Document excerpt:
▶

Cameron County is seeing an increase of COVID-19 cases in the county and the increase involves younger people who are contracting the Delta Variant with the majority being unvaccinated.

County Judge Eddie Trevino Jr. and health officials discussed this at a Monday morning press conference pertaining to COVID-19 in the county.

County Health Authority Dr. James Castillo said the current wave the county is experiencing arrived sooner than health authorities had expected.

“This just goes to prove that this virus can change and we need to change to keep up with it.”

Delta is about 90% of what is spreading in our community right now, Castillo said.

“It is spreading in younger people who think, who think they are healthy. They think they are healthy, but this just goes to show you think you are healthy but this virus can put you in the hospital,” Castillo said.

When COVID-19 first arrived in the county, it was the older generation who were getting sick and that were being hospitalized. It is now the younger people.

“The message right now is that if you think you are young and healthy this virus is going to prove you wrong, and when you get into the hospital it is really too late for us to do much about it,” Castillo said.

With schools set to open or already open in parts of the county, officials are urging parents to have their children wear face masks while in the classroom.

Cameron County Judge Eddie Treviño Jr. along with county officials hold a press conference on the latest steps to battle COVID-19 pandemic. (Miguel Roberts/The Brownsville Herald)

Trevino said the county is exploring its legal options for re-implementing mask mandates in county buildings and in schools as children return to the classroom despite orders from Gov. Greg Abbott against such mandates. Dallas County Judge Clay Jenkins and the Dallas Independent School District have already implemented mask mandates in defiance of the governor, who maintains it should be individuals’ and parents’ choice.

◀

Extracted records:
▶

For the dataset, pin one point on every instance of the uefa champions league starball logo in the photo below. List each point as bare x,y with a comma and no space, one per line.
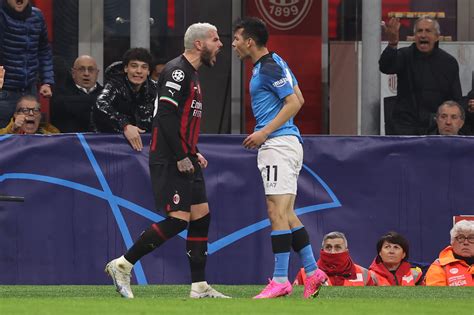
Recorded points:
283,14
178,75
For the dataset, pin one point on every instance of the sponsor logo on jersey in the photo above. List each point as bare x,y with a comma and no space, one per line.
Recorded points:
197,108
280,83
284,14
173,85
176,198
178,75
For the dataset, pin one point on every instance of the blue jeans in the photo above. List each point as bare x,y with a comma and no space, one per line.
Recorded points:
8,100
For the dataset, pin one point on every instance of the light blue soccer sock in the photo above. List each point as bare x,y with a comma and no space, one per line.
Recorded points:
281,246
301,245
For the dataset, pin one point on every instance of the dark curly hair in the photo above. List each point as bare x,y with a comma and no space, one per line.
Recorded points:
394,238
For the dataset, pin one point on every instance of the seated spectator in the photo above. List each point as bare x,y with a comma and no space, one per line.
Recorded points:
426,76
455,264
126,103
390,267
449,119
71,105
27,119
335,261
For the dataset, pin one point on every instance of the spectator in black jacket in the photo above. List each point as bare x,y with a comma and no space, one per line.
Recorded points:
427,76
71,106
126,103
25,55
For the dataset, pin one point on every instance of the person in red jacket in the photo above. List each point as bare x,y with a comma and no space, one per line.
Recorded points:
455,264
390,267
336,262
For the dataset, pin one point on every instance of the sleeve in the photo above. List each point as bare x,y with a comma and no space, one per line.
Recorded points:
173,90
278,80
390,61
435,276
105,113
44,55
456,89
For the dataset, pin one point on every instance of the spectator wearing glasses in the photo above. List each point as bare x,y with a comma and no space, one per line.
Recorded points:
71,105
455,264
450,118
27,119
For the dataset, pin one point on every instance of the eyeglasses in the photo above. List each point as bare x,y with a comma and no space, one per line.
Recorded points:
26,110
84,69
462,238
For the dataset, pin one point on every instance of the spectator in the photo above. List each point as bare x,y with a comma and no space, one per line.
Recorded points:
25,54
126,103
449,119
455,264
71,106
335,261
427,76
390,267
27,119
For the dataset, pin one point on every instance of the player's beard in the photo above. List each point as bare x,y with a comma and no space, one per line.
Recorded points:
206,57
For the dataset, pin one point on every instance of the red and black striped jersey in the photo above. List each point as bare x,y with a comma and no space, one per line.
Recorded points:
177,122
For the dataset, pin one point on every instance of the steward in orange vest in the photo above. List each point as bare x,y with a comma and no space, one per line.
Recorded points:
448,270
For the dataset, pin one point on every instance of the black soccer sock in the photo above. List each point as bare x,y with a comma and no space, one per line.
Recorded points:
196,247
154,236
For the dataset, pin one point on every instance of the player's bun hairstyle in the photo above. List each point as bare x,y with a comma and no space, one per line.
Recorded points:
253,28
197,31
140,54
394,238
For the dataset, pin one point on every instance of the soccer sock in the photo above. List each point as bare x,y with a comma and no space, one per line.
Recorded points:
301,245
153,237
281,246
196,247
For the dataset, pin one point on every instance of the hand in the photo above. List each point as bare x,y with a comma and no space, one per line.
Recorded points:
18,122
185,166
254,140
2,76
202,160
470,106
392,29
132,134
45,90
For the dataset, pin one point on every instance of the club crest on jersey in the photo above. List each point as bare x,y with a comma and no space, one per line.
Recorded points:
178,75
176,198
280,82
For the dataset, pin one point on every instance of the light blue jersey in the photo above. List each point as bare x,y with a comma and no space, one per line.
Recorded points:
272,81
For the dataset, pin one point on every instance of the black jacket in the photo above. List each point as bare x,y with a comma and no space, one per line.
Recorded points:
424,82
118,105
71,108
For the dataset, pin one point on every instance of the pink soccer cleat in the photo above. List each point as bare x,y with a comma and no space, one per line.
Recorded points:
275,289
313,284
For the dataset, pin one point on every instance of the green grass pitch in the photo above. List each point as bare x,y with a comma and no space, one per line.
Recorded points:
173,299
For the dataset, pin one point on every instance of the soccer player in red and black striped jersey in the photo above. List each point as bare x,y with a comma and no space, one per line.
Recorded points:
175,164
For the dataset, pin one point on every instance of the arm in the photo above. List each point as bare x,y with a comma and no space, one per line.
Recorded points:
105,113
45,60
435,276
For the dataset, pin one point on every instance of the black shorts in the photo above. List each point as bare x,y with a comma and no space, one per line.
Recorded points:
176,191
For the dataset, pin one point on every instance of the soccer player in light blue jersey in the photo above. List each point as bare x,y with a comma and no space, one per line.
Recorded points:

◀
▶

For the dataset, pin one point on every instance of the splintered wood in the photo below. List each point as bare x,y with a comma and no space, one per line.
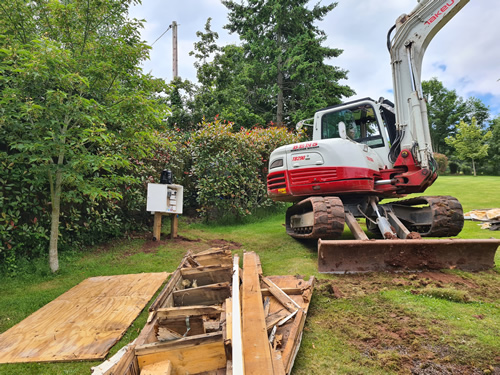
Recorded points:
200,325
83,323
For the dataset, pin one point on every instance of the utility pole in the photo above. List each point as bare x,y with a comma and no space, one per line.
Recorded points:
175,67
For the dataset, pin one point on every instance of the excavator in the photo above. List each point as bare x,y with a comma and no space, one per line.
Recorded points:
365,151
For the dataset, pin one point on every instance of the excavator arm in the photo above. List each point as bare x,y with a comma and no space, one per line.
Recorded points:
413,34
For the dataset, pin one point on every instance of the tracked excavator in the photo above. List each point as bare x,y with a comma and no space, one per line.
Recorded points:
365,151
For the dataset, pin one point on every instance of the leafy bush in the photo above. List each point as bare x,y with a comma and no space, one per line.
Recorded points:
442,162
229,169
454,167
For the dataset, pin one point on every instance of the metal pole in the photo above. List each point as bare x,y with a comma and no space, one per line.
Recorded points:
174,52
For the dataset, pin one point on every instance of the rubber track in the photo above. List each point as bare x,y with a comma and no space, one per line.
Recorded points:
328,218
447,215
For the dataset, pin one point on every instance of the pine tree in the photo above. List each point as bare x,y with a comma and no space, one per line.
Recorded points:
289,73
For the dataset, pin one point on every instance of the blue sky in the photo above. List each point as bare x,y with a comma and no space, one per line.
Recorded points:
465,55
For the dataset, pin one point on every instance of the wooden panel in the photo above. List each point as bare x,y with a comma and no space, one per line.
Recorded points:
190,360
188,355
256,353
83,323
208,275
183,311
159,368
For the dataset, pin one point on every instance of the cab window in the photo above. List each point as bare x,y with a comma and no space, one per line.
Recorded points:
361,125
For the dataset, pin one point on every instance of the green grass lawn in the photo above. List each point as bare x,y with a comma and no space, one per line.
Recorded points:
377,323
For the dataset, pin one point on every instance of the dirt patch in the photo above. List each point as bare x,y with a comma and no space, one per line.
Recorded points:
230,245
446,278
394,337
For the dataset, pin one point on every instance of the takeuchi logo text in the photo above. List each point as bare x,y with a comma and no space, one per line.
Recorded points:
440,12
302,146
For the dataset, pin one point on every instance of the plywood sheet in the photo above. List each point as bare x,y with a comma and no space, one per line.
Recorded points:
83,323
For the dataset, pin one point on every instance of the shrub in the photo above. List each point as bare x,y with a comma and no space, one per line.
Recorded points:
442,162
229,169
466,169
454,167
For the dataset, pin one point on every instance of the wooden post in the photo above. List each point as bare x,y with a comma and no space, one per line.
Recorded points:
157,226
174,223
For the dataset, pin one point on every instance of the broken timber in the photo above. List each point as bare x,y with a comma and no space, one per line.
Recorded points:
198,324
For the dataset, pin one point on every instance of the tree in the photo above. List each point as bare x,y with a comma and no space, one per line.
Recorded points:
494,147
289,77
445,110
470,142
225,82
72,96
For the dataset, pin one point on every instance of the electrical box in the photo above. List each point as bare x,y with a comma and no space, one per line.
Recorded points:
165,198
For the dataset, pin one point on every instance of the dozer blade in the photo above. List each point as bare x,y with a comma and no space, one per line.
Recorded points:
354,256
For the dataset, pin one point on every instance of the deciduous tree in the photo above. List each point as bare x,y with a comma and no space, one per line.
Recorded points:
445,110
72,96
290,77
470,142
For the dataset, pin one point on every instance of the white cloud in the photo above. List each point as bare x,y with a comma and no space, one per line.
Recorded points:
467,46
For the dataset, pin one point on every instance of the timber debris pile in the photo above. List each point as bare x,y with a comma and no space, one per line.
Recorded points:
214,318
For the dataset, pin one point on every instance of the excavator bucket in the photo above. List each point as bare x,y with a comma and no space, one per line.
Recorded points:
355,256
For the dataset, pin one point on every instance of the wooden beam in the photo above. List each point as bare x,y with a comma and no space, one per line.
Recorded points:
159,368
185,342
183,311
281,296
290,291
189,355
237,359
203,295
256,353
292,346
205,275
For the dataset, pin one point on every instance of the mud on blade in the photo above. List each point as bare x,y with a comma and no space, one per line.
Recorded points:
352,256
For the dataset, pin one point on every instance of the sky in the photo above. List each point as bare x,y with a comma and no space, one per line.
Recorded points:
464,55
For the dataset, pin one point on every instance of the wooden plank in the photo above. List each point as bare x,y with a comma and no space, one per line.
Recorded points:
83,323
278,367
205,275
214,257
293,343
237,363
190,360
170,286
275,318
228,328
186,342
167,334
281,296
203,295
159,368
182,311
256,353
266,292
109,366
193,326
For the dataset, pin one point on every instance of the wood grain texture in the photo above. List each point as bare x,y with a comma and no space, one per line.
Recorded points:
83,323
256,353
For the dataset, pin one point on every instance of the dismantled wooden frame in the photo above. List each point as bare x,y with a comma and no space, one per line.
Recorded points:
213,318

◀
▶

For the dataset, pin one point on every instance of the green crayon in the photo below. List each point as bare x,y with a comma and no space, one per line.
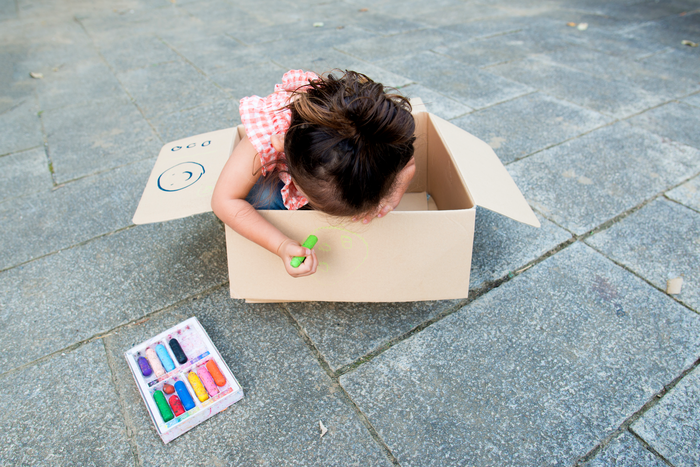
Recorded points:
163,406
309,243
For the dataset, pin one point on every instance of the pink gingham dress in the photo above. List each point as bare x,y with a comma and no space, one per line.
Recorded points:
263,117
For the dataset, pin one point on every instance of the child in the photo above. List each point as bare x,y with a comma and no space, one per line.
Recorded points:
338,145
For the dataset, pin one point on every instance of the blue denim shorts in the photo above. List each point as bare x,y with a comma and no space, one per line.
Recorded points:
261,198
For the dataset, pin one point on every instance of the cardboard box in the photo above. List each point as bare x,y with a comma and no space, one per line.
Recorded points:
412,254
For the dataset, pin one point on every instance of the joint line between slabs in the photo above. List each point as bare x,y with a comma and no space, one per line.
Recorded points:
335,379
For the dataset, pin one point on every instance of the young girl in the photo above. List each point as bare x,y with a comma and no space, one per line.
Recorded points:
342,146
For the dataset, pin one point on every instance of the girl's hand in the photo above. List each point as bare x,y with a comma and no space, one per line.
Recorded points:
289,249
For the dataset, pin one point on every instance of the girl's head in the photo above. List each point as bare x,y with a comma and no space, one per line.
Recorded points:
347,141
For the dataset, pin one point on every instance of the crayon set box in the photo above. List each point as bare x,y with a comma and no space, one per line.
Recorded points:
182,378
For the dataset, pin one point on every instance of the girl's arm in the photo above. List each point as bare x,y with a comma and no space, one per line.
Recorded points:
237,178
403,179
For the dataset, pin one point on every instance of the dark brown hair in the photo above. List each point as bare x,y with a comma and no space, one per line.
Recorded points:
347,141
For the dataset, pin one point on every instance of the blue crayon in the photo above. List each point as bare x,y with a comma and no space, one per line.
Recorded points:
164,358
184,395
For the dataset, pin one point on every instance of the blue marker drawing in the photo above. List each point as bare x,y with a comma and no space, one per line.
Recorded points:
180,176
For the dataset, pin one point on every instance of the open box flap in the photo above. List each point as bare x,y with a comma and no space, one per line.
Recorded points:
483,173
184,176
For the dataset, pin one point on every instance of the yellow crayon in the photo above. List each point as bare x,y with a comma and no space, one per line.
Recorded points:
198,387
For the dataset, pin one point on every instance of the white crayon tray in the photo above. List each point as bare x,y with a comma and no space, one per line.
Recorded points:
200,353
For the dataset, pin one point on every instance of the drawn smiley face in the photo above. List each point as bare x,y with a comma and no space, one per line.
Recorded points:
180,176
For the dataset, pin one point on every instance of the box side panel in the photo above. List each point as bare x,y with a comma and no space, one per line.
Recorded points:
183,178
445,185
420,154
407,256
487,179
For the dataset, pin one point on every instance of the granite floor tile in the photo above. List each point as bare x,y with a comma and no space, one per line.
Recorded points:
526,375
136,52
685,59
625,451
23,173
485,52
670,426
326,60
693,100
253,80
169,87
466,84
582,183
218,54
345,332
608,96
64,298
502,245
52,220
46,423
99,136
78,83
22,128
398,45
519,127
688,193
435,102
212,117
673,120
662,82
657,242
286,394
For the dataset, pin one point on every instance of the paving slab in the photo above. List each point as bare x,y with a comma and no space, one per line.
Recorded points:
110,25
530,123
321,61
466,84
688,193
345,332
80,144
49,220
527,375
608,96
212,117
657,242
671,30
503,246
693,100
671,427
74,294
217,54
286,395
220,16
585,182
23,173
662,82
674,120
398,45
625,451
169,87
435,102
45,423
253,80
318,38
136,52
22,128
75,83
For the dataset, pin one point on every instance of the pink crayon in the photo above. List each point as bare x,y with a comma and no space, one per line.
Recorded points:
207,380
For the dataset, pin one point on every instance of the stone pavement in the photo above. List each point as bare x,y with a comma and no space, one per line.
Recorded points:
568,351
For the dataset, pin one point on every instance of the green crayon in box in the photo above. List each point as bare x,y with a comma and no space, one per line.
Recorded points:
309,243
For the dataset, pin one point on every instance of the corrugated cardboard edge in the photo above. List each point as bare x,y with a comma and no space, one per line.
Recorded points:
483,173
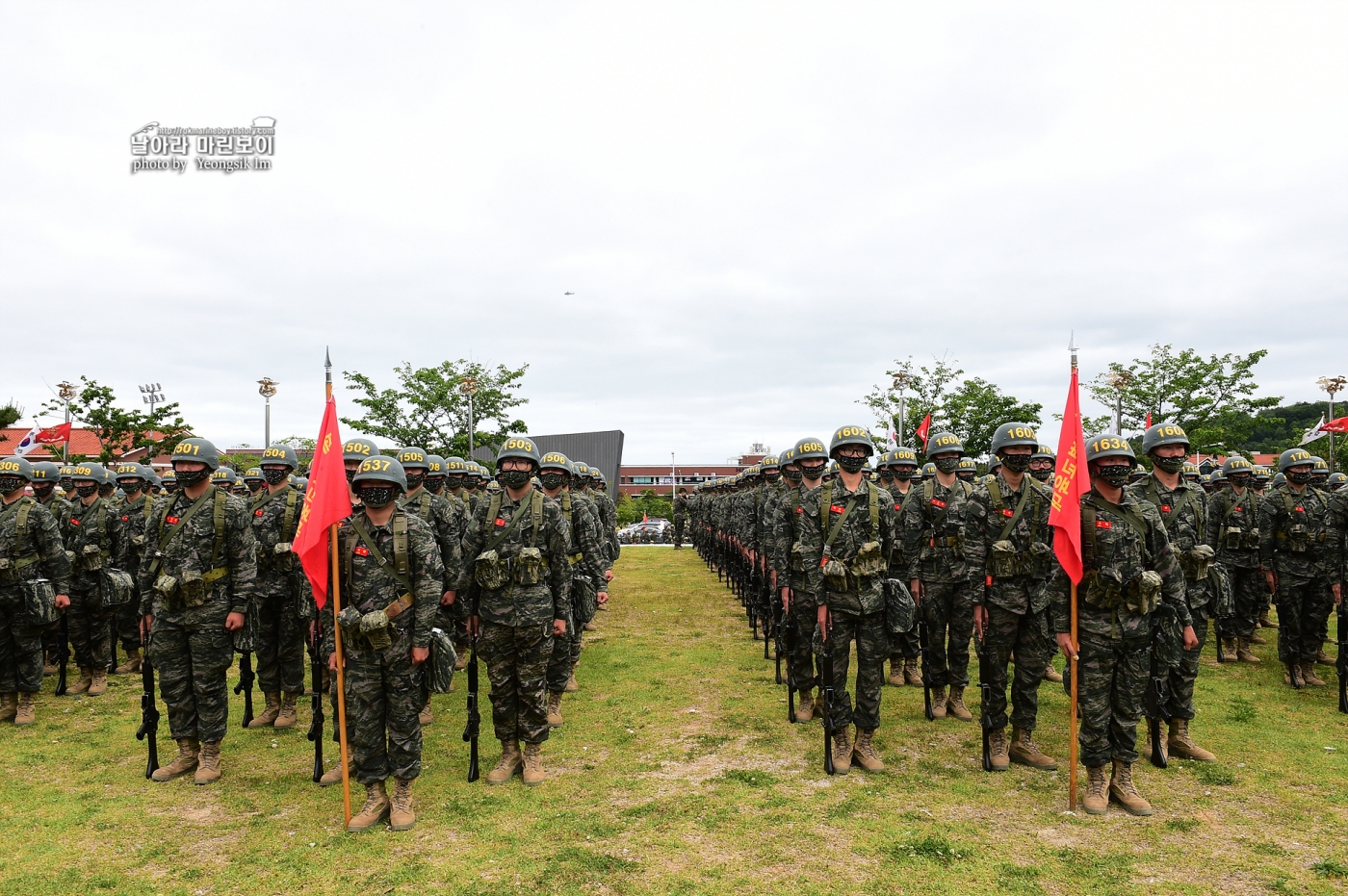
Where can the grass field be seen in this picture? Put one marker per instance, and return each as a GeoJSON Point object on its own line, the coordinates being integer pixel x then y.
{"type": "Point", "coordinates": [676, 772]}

◀

Try it:
Can you write the next part of the news article on Cameron County's Delta variant surge, starting right after its last sentence?

Your response:
“We’re reviewing the legal perspective with regard to the legal authority we still believe we have versus the order that has been sent down by the governor, just as we did with regard to (last year’s) mask mandate loophole,” Trevino said. “That’s what we’re looking at. I anticipate the commissioners court being able to act on it (Aug. 10) and definitely with regards to county buildings and a mask mandate. I understand the idea that we shouldn’t order personal responsibility. But if that was the case the law wouldn’t be necessary and everybody would do the right thing all the time, and we know that doesn’t happen.”

He said he has met with the county’s superintendents about the possibility of mandating that children wear masks in school, delaying school openings and offering the option of virtual learning.

“I think it’s critical, because we don’t want to lose lives,” Trevino said. “And knowing that our children under the age of 12 cannot be vaccinated at the moment, then we need to do everything we possibly can within our means to protect them, and that falls on the adults.”

“I know some have politicized masks, but masks work. We need to wear them when we are around each other in public, and when it comes to schools this should not be an option,” Castillo said.

Castillo and others urged residents to get vaccinated. The vaccines are free and available valleywide.